══ PROVIDED PASSAGE ══
During pregnancy, you were given a list of food and drinks to avoid or limit, but what about when breastfeeding? When it comes to breastfeeding, it’s important for you not to forget about your diet. The following are some helpful guidelines.
The first thing you should do is continue taking your prenatal vitamins. This decreases the risk of vitamin deficiencies. Both you and your baby will need additional vitamin D. Breast milk usually does not contain enough vitamin D to meet an infant’s needs, so high dose maternal supplementation can increase vitamin D levels in your breast milk. Check with your doctor for appropriate dosing.
You need to be aware of your fluid intake when breastfeeding. Think about how many fluids your body loses in a day in the form of breast milk. A good rule of thumb is to drink to thirst. Feeling thirsty is your body’s way of telling you to take in more fluids. Fill up a water bottle and keep it with you throughout the day!
This is the time to not feel guilty about that extra helping! A normal healthy adult needs to consume approximately 2000 calories a day. A breastfeeding mother needs to consume 2500 calories a day. That is an extra 500 calories a day needed for your body to use energy to make breast milk.
═══
══ EXERCISE DATA ══
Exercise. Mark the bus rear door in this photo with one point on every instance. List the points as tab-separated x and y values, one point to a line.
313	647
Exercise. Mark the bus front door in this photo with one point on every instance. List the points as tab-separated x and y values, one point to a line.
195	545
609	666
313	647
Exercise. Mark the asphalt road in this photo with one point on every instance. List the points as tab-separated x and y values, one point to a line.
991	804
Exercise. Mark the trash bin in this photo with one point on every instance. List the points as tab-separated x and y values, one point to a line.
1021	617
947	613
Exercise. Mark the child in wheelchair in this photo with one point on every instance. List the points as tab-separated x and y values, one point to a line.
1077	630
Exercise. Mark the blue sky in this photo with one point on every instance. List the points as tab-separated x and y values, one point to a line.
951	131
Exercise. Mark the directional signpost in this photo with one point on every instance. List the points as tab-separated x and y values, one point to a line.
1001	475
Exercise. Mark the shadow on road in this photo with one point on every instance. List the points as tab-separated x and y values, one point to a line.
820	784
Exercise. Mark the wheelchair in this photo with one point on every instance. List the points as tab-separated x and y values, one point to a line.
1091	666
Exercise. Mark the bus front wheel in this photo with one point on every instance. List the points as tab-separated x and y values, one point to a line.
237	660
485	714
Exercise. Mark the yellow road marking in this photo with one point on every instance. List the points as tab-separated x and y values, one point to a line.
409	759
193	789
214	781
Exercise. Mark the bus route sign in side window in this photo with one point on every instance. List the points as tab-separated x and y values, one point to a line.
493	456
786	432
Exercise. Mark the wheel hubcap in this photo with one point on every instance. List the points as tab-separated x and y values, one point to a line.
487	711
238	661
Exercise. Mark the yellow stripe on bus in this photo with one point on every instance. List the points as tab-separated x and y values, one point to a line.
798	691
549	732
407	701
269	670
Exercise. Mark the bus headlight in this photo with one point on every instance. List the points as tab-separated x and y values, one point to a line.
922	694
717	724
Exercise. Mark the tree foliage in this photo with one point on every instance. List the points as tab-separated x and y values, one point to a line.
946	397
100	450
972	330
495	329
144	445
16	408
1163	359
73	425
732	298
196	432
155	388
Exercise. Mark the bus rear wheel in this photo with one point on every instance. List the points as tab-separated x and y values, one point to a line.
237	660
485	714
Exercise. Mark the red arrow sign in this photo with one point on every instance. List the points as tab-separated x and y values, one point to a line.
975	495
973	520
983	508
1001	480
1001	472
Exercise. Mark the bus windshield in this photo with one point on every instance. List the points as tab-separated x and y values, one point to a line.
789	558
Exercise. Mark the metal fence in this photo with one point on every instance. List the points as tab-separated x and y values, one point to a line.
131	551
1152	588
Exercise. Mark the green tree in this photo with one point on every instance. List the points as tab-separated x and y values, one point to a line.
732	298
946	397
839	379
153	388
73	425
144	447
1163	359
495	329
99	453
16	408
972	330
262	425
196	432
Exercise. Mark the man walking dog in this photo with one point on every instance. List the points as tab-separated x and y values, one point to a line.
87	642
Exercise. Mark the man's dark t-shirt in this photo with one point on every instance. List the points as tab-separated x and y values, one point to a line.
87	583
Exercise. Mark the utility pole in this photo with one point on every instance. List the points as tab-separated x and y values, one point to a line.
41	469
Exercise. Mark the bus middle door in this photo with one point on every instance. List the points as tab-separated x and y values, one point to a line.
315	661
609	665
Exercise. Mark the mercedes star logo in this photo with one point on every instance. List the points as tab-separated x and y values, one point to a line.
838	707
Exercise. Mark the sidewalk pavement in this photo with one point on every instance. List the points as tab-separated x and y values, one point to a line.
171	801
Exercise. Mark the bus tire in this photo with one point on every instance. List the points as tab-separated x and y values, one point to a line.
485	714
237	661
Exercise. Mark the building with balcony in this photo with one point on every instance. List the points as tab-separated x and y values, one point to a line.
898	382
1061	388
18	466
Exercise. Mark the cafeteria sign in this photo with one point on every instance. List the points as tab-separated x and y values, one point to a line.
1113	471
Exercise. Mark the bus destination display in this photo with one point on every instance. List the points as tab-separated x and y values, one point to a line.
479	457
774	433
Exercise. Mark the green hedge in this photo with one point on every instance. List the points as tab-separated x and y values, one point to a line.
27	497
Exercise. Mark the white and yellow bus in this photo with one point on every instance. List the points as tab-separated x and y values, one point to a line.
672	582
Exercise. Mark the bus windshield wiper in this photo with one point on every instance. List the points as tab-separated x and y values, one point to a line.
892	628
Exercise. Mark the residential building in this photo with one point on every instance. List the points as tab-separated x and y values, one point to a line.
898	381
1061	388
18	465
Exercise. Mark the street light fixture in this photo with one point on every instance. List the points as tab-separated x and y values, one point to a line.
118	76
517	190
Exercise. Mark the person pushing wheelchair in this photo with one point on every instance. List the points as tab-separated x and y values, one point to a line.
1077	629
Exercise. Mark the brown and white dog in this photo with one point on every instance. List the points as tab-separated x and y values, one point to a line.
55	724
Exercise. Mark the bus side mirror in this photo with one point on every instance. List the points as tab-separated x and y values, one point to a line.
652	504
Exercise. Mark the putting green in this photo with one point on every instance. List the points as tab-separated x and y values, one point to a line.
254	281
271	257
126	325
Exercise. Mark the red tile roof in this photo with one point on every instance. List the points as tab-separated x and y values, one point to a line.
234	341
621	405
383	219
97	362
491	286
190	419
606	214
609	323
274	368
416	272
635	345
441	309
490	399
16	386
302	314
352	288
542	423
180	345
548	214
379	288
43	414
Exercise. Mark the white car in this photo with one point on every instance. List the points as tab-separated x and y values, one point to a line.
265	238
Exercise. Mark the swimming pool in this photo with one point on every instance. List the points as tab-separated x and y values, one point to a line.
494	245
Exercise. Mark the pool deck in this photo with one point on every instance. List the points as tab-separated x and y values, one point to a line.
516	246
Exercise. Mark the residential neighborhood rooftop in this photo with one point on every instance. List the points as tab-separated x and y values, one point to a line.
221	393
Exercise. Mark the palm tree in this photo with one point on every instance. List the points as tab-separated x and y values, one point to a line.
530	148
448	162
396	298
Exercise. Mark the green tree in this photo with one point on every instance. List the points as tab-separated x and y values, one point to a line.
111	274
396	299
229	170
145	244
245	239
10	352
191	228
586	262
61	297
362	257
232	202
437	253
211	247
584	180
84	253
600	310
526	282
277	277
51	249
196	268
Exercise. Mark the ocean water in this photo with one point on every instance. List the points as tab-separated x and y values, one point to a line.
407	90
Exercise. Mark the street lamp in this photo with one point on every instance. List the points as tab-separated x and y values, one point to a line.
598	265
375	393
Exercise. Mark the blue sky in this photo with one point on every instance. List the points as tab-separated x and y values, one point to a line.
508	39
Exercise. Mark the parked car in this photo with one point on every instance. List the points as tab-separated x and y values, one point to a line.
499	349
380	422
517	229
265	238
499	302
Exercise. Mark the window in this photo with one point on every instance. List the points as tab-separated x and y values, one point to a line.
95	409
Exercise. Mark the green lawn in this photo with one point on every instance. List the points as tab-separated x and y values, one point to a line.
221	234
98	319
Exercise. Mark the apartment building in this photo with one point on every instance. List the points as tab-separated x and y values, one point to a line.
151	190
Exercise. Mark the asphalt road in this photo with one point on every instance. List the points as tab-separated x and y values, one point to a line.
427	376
═══
## WORK TASK 1
Copy out the passage on diet while breastfeeding from "This is the" up to and including "make breast milk.".
## WORK TASK 2
Answer these questions from the passage on diet while breastfeeding.
(a) How many calories a day does a breastfeeding mother need to consume?
(b) Which vitamin do both the mother and the baby need more of?
(c) What rule of thumb does the passage give for fluid intake?
## WORK TASK 3
Carry on the passage on diet while breastfeeding from its final sentence.
The records come from a different source than the passage on diet while breastfeeding.

## TASK ANSWER 1
This is the time to not feel guilty about that extra helping! A normal healthy adult needs to consume approximately 2000 calories a day. A breastfeeding mother needs to consume 2500 calories a day. That is an extra 500 calories a day needed for your body to use energy to make breast milk.

## TASK ANSWER 2
(a) 2500 calories a day.
(b) Vitamin D.
(c) Drink to thirst.

## TASK ANSWER 3
Types of Food
Most moms can consume any food without noticing a problem in their baby. Some common foods that can cause a problem in babies such as colic, flatulence, diarrhea, rashes, and vomiting can include chocolate, green leafy veggies, dairy, caffeine, and spicy foods. Monitor your baby and eliminate food from your diet as needed. Consult your pediatrician and/or lactation consultant if you feel that your baby has adverse reactions to the food you are eating.
After having a baby, it’s easy to get busy and forget to eat or just run out of time! Make your diet a priority so you can provide breast milk for your baby and keep yourself healthy.